Your objective: Copy every line of the records that includes the word "white".

Records supplied:
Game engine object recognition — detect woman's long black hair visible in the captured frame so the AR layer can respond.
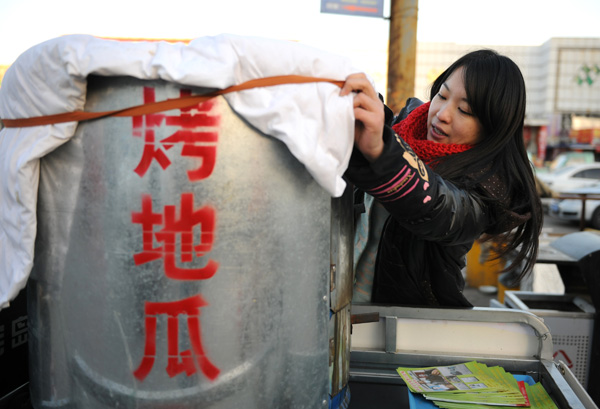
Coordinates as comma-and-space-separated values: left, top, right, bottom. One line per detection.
429, 49, 542, 282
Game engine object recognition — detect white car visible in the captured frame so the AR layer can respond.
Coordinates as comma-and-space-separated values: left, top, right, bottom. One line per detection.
537, 163, 600, 194
548, 186, 600, 229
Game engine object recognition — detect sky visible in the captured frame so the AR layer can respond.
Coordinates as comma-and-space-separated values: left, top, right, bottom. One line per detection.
0, 0, 598, 68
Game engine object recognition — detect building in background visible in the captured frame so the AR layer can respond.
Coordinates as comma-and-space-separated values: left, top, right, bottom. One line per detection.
414, 38, 600, 166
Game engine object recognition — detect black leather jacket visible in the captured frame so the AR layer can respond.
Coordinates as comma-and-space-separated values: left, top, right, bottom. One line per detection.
345, 99, 498, 307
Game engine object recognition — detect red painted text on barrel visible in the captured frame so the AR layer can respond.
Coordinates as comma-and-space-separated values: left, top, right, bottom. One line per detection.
131, 193, 218, 280
133, 294, 220, 381
132, 88, 220, 181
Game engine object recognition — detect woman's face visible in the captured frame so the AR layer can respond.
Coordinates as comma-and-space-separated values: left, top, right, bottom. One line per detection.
427, 67, 483, 145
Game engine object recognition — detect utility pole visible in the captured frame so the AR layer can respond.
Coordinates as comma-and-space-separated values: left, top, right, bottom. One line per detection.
386, 0, 418, 115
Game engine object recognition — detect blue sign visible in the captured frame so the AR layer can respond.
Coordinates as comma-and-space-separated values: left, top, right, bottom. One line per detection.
320, 0, 384, 18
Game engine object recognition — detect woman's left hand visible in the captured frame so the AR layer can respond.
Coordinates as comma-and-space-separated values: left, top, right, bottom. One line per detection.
340, 73, 385, 162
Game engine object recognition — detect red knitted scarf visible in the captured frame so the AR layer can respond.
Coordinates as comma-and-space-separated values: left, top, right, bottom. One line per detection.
392, 101, 472, 167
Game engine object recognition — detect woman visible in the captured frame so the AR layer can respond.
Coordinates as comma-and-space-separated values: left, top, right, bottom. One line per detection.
341, 49, 542, 307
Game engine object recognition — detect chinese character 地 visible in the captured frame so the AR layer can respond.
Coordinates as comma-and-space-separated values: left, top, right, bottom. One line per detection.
132, 193, 218, 280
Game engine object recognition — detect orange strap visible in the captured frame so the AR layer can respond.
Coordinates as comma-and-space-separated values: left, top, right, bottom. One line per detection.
1, 75, 345, 128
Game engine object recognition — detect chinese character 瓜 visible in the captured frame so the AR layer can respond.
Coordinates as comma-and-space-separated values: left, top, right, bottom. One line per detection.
133, 295, 220, 381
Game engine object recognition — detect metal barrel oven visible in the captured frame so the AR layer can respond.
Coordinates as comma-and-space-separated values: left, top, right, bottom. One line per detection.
27, 75, 353, 408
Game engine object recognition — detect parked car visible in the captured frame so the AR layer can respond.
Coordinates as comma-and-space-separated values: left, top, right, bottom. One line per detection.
548, 185, 600, 229
547, 151, 595, 172
536, 163, 600, 193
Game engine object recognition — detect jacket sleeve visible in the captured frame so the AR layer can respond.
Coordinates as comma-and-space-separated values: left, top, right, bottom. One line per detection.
344, 124, 493, 246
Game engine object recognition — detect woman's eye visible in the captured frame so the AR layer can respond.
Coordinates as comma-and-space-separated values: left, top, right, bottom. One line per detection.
459, 107, 474, 116
437, 93, 447, 100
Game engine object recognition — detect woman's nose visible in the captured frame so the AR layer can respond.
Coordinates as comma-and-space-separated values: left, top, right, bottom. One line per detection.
436, 104, 452, 123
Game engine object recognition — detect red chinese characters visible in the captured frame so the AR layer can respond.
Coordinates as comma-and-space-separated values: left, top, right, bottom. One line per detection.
132, 88, 220, 181
132, 193, 218, 280
131, 87, 221, 382
133, 295, 220, 381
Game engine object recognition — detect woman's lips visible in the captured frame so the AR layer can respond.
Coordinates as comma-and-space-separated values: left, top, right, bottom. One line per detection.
430, 124, 448, 141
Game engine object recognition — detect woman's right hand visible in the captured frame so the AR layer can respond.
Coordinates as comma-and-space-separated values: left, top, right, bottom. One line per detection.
340, 73, 385, 162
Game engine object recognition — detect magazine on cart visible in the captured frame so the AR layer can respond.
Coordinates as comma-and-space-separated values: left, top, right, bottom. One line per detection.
397, 361, 529, 406
398, 361, 559, 408
397, 361, 501, 394
431, 383, 558, 409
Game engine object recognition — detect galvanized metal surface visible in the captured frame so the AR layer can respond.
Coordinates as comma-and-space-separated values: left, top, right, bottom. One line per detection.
28, 76, 349, 408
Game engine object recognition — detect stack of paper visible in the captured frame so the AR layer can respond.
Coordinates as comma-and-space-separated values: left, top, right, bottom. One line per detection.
396, 361, 559, 409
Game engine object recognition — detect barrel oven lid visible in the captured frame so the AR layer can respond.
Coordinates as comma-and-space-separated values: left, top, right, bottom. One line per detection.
0, 34, 367, 309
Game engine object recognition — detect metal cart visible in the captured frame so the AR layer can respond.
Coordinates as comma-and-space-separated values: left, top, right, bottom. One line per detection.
348, 304, 597, 409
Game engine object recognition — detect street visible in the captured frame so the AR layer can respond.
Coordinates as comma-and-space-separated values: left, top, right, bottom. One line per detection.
542, 211, 583, 236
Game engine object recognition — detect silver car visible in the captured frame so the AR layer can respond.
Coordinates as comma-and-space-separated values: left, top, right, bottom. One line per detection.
548, 185, 600, 229
537, 163, 600, 193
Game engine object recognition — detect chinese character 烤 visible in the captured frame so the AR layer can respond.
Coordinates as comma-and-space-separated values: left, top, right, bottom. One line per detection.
132, 88, 221, 181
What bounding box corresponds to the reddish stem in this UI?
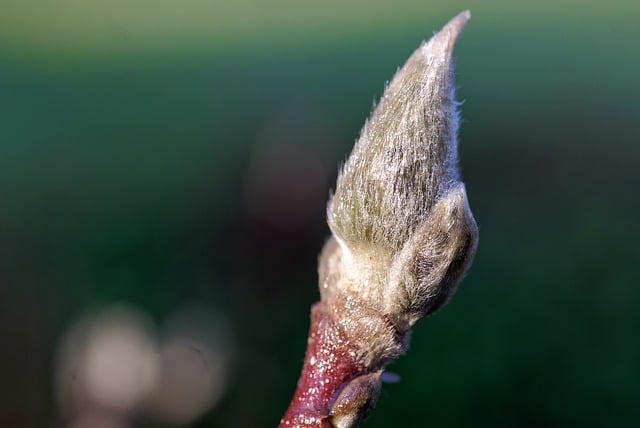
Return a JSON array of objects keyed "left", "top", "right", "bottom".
[{"left": 279, "top": 303, "right": 365, "bottom": 427}]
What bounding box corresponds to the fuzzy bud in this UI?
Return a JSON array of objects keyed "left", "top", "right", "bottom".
[
  {"left": 322, "top": 9, "right": 477, "bottom": 364},
  {"left": 281, "top": 11, "right": 478, "bottom": 428}
]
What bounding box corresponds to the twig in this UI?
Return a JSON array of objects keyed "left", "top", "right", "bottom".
[{"left": 280, "top": 11, "right": 478, "bottom": 428}]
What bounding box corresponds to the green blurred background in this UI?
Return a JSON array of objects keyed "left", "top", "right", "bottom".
[{"left": 1, "top": 0, "right": 639, "bottom": 427}]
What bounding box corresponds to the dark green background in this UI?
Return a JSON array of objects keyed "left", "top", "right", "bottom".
[{"left": 1, "top": 1, "right": 639, "bottom": 426}]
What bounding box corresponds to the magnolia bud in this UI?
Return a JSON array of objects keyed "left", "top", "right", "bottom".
[
  {"left": 281, "top": 11, "right": 478, "bottom": 427},
  {"left": 322, "top": 10, "right": 477, "bottom": 364}
]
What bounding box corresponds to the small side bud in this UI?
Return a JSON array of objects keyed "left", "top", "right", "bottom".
[
  {"left": 329, "top": 372, "right": 382, "bottom": 428},
  {"left": 385, "top": 184, "right": 478, "bottom": 332}
]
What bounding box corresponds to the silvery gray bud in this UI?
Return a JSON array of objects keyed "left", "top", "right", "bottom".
[
  {"left": 329, "top": 10, "right": 471, "bottom": 252},
  {"left": 320, "top": 11, "right": 478, "bottom": 364}
]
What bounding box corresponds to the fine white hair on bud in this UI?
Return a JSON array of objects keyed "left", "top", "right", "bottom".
[
  {"left": 320, "top": 10, "right": 478, "bottom": 366},
  {"left": 329, "top": 10, "right": 471, "bottom": 252},
  {"left": 281, "top": 11, "right": 479, "bottom": 428}
]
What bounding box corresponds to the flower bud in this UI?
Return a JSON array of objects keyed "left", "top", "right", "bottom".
[
  {"left": 281, "top": 12, "right": 479, "bottom": 427},
  {"left": 321, "top": 10, "right": 478, "bottom": 362}
]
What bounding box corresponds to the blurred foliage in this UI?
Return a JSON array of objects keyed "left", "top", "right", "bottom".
[{"left": 0, "top": 0, "right": 639, "bottom": 427}]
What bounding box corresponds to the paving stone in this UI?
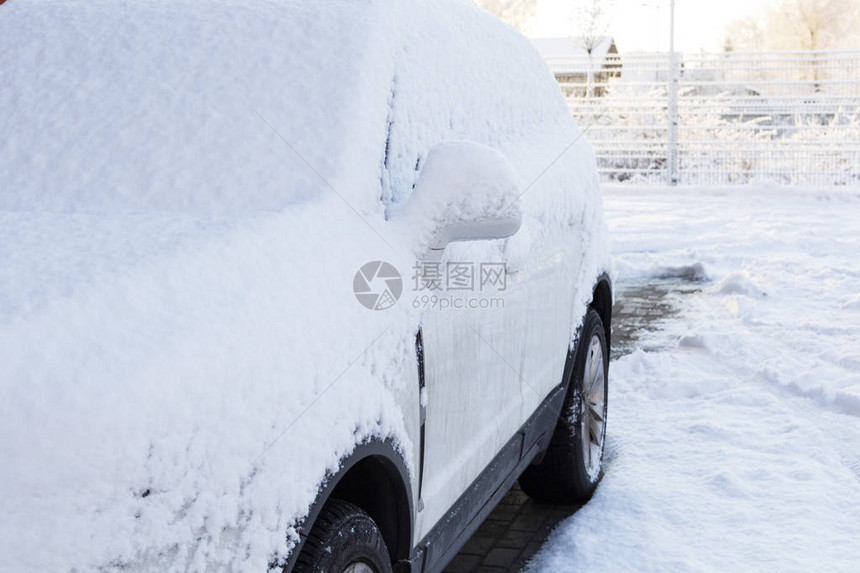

Completed task:
Game engine object recognition — detect white car visible in the captured frame so the AR layer can respond.
What bounding box corresponds to the fine white hair on bud in this UI?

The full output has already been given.